__Exercise__: Each line below should be repeated exactly, but no picture should be carried over.

(Point-per-instance localization data)
- - - - -

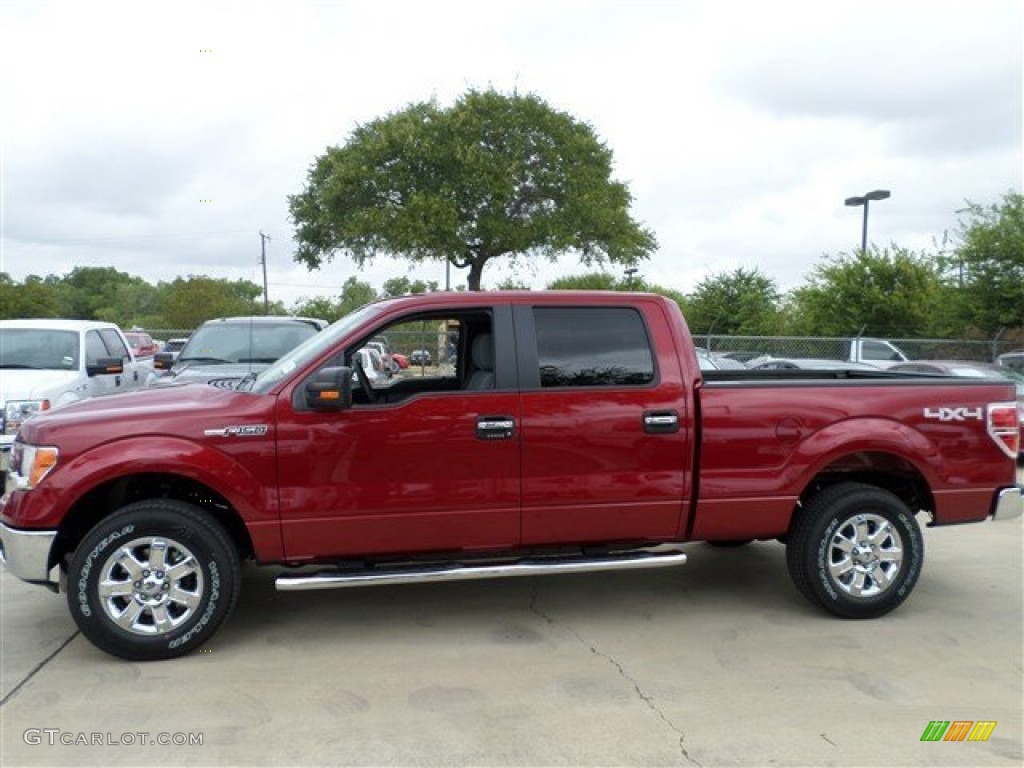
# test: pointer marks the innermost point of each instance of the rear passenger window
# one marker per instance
(592, 347)
(114, 343)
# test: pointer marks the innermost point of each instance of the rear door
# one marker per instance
(606, 436)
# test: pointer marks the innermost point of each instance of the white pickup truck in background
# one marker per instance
(876, 351)
(45, 364)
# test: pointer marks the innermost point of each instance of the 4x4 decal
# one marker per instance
(961, 413)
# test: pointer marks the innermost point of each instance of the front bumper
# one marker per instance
(27, 554)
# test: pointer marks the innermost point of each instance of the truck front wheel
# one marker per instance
(153, 581)
(855, 550)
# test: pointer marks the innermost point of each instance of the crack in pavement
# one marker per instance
(622, 671)
(38, 668)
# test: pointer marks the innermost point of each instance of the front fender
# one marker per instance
(242, 472)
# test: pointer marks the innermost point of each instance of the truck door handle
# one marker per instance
(660, 422)
(495, 427)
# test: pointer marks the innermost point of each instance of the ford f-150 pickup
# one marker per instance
(570, 432)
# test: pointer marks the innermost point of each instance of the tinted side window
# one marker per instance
(592, 347)
(94, 348)
(114, 343)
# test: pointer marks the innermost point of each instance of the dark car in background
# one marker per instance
(228, 348)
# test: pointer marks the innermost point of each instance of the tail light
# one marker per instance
(1005, 427)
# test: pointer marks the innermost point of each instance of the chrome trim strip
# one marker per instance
(459, 572)
(1009, 504)
(27, 553)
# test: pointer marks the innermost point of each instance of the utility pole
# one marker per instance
(262, 248)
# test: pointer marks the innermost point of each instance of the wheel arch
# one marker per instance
(104, 499)
(883, 469)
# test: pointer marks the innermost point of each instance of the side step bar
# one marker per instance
(633, 559)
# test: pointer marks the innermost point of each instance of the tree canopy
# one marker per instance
(493, 176)
(988, 265)
(885, 292)
(743, 302)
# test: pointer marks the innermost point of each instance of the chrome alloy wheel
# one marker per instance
(865, 554)
(151, 586)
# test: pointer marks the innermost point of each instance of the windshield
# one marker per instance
(41, 349)
(244, 342)
(312, 348)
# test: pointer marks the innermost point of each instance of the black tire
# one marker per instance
(855, 550)
(169, 598)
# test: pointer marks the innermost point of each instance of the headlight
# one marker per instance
(30, 464)
(16, 412)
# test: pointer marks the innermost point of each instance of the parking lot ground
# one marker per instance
(717, 663)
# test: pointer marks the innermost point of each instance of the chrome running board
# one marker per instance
(420, 573)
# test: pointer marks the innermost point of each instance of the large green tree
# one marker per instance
(987, 266)
(189, 302)
(743, 302)
(887, 292)
(354, 293)
(494, 176)
(33, 298)
(607, 282)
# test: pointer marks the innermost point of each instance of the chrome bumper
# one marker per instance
(27, 553)
(1009, 504)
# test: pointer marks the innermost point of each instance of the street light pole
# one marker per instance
(865, 201)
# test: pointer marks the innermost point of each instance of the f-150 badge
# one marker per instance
(954, 414)
(241, 430)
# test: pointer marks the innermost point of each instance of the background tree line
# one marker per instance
(973, 289)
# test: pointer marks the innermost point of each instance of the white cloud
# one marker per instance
(740, 127)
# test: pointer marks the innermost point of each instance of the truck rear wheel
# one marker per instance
(153, 581)
(855, 550)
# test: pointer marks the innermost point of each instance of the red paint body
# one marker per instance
(413, 477)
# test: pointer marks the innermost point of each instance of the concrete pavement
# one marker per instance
(717, 663)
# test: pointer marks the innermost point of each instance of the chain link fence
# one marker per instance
(839, 348)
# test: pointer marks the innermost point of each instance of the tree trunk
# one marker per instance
(475, 272)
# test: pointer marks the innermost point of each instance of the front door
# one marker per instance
(426, 467)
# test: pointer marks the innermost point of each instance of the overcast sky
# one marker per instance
(739, 127)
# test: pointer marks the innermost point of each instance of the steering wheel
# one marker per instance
(372, 394)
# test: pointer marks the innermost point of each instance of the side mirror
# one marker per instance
(330, 389)
(105, 366)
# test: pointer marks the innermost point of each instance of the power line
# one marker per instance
(108, 238)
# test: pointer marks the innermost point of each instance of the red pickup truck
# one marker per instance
(564, 432)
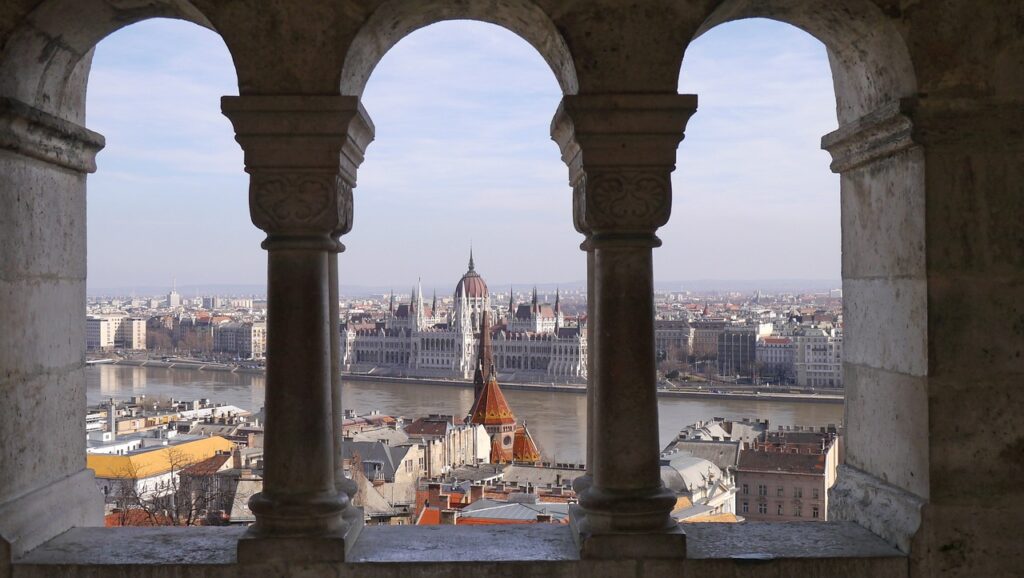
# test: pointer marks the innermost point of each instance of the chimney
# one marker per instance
(112, 420)
(434, 496)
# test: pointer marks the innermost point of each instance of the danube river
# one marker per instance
(556, 419)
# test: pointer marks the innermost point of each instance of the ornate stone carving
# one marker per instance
(32, 132)
(301, 203)
(626, 201)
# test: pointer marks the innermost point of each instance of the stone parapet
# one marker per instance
(41, 135)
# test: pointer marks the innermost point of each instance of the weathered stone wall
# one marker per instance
(42, 345)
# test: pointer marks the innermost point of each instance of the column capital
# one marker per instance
(32, 132)
(302, 154)
(621, 151)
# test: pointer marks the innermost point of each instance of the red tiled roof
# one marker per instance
(777, 461)
(492, 522)
(429, 517)
(135, 518)
(208, 466)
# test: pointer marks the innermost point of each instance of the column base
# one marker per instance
(259, 548)
(668, 544)
(891, 512)
(48, 511)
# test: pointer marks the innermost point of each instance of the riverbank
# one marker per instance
(734, 394)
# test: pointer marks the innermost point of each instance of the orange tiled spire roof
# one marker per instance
(491, 407)
(500, 454)
(523, 449)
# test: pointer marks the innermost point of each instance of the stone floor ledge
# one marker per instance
(815, 548)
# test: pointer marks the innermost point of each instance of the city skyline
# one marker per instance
(463, 156)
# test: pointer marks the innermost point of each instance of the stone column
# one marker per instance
(301, 154)
(621, 150)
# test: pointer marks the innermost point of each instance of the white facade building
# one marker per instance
(247, 340)
(118, 330)
(818, 357)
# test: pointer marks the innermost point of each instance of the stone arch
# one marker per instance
(869, 59)
(394, 19)
(46, 62)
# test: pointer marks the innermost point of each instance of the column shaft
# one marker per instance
(299, 491)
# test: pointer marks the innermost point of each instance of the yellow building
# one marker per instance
(152, 471)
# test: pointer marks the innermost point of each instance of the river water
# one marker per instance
(556, 419)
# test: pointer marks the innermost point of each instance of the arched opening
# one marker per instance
(750, 276)
(47, 155)
(173, 270)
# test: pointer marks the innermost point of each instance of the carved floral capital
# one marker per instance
(299, 203)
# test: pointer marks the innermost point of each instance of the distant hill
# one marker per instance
(704, 286)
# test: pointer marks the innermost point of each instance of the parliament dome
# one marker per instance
(471, 284)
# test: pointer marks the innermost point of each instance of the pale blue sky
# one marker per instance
(462, 154)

- - - - -

__Response for this exercise__:
# test: pointer marks the innermost point of each instance of the rear passenger window
# one marker per instance
(592, 347)
(114, 343)
# test: pointer marks the innermost point of each instance of the rear door
# one marker per instance
(606, 436)
# test: pointer marks the innermost point of each instance of the white pickup truck in background
# one marker per instance
(876, 351)
(45, 364)
# test: pointer marks the innermost point of each instance of the 4x4 decal
# one marker per instance
(961, 413)
# test: pointer marks the innermost point of each instance of the front bumper
# one marker per instance
(27, 554)
# test: pointer marks the innermost point of each instance of the truck front wheel
# one marker per instance
(153, 581)
(855, 550)
# test: pointer marks the innermost point of each instance of the crack in pavement
# one marker per instance
(622, 671)
(38, 668)
# test: pointer marks the innermost point of each instance of the front fender
# one marker per instance
(242, 472)
# test: pointer marks the innermost point of each instance of the truck door handle
# one marker per instance
(660, 422)
(495, 427)
# test: pointer marks the innermost point of each instance of the ford f-150 pickup
# one marker per instance
(570, 432)
# test: pointer marks the innermost point of each instance of the tinted side window
# one marker per instance
(592, 347)
(94, 348)
(114, 343)
# test: pointer marks the innermost point of each instance of the dark car in background
# one marker per instance
(228, 348)
# test: pointer marks the innermost point of each instance of the tail light
# one marker per instance
(1005, 427)
# test: pointer marks the innermost point of each instance of the chrome trim strip
# one marker per instance
(459, 572)
(1009, 504)
(27, 553)
# test: pointer marks the innermost point of each instance of the utility pole
# one marker per instance
(262, 248)
# test: pointer marks the innermost point of each instance of the wheel arch
# one marker per instance
(104, 499)
(883, 469)
# test: pointer marks the innermost point of each instance of the side step bar
# one marker per instance
(633, 559)
# test: pointer marks the innermost point of each instance of the tree canopy
# one marker per instance
(493, 176)
(988, 265)
(885, 292)
(743, 302)
# test: pointer marks the innermost point of each instance of the chrome alloy wheel
# one marker per instance
(865, 554)
(151, 586)
# test: pointer marks the innermost point of each instance of the windshield
# one marker per instance
(41, 349)
(244, 342)
(312, 348)
# test: pointer marks the innermost point of each instance of the black tire
# one marker per instance
(855, 550)
(169, 598)
# test: pointer marks the innermost point of each instance of the headlight
# one marker per instance
(30, 464)
(16, 412)
# test: pointer marks the innermost point of each instance of the parking lot ground
# one marker per instance
(717, 663)
# test: pointer marks the innermost point of each instance of the chrome running board
# one marker per instance
(420, 573)
# test: pointer marks the innermost point of each instance of the large green tree
# one marker per instance
(987, 266)
(189, 302)
(743, 302)
(887, 292)
(354, 293)
(494, 176)
(33, 298)
(607, 282)
# test: pointer marks the innermost point of each instance of the chrome bumper
# one marker per instance
(27, 553)
(1009, 504)
# test: pointer marks the innermost point of each instance of the street light pole
# one marker per instance
(865, 201)
# test: pointer marks the innermost point of each instance of the f-150 badge
# one marker per instance
(954, 414)
(241, 430)
# test: pointer marks the innermost point of each instance of the background tree line
# one marker per instance
(973, 289)
# test: pointer marks the innermost point of each instance of the white cloud
# one marker per instance
(740, 127)
# test: pointer marks the innermost point of each instance of the truck rear wheel
# one marker per instance
(153, 581)
(855, 550)
# test: pointer marks the innermost point of each instance of the red paint body
# one marker per instance
(413, 477)
# test: pointer marks the innermost point of each instance of the concrete pavement
# one marker per instance
(717, 663)
# test: pointer marks the innermost point of each instance of the chain link fence
# one marker per instance
(839, 348)
# test: pointer marks the innermost point of each instance of the tree trunk
# one marker per instance
(475, 272)
# test: pointer marks the innermost point of each instance of the front door
# one marker per instance
(426, 467)
# test: pointer marks the innermost point of each instance of the overcast sky
# one marker per instance
(739, 127)
# test: pointer marks the innermost point of each instance of the steering wheel
# one marker per instance
(372, 394)
# test: pointer marks the innermost point of each instance of the side mirror
# one marker per instance
(330, 389)
(105, 366)
# test: pointer marks the innermost point of each instance of the power line
# one marker per instance
(108, 238)
# test: pointer marks the innermost point of each instance of the red pickup truck
# one marker per instance
(564, 432)
# test: pointer marks the innermost point of each instance of the chimney
# one marker per instance
(112, 420)
(434, 496)
# test: pointer marks the innermost point of each instance of the danube river
# one marker per instance
(556, 419)
# test: pointer marks the innermost point of each instance of the ornate stone carving
# one marker per instance
(32, 132)
(301, 203)
(626, 201)
# test: pointer marks the innermost point of each instance of the stone parapet
# one marker per instance
(41, 135)
# test: pointer marks the innermost point of each instance of the weathered stone wall
# one marker per instance
(42, 345)
# test: pointer marks the innermost point of each instance of the column capital
# one marker per instance
(32, 132)
(302, 154)
(621, 151)
# test: pointer marks the innermost point of each instance of the red tiled roof
# one marker per instance
(777, 461)
(492, 522)
(429, 517)
(135, 518)
(208, 466)
# test: pointer marks the innermost point of each instance of the column base
# one marker per instance
(259, 548)
(668, 544)
(891, 512)
(48, 511)
# test: pointer marks the innermost point of each instance of the riverbank
# one marker per instance
(734, 394)
# test: pointer marks the innermost point of each instance of the orange tiled spire roof
# one marker per instance
(491, 407)
(500, 454)
(523, 449)
# test: pointer marks the innermost point of each instance of the stone floor ledge
# one marker per instance
(815, 548)
# test: pointer marks the innermost point of each instance of the city skyline
# one marker per instance
(463, 156)
# test: pointer marks the innermost point of each instance of the stone column
# one marker per instance
(301, 154)
(621, 150)
# test: pointer marks the innermost point of each instance of the white facade building
# one marker per instance
(247, 340)
(118, 330)
(818, 357)
# test: pointer marks the innermost point of each instance of the stone arch
# one marker per instance
(869, 59)
(394, 19)
(46, 62)
# test: pointer marks the innermost point of each instance of the column shaft
# one marker per instance
(299, 491)
# test: pointer marks the innermost point of each instance of the yellow building
# one marker per instance
(152, 471)
# test: pointer marks the innermost point of each instance of the river water
# one marker per instance
(556, 419)
# test: pointer marks the innermost point of each instance of the arched opening
# one marker per instance
(750, 276)
(47, 155)
(173, 270)
# test: pointer marks the innermost point of each instance of the carved floral capital
# one marker per instance
(299, 203)
# test: pointer marks the innermost point of each instance of the distant hill
# one marker per instance
(704, 286)
# test: pointer marks the innermost point of each instance of the parliament dome
# one marker per instance
(471, 284)
# test: pointer marks the innermost point of each instance of the pale blue sky
# one marker per instance
(462, 154)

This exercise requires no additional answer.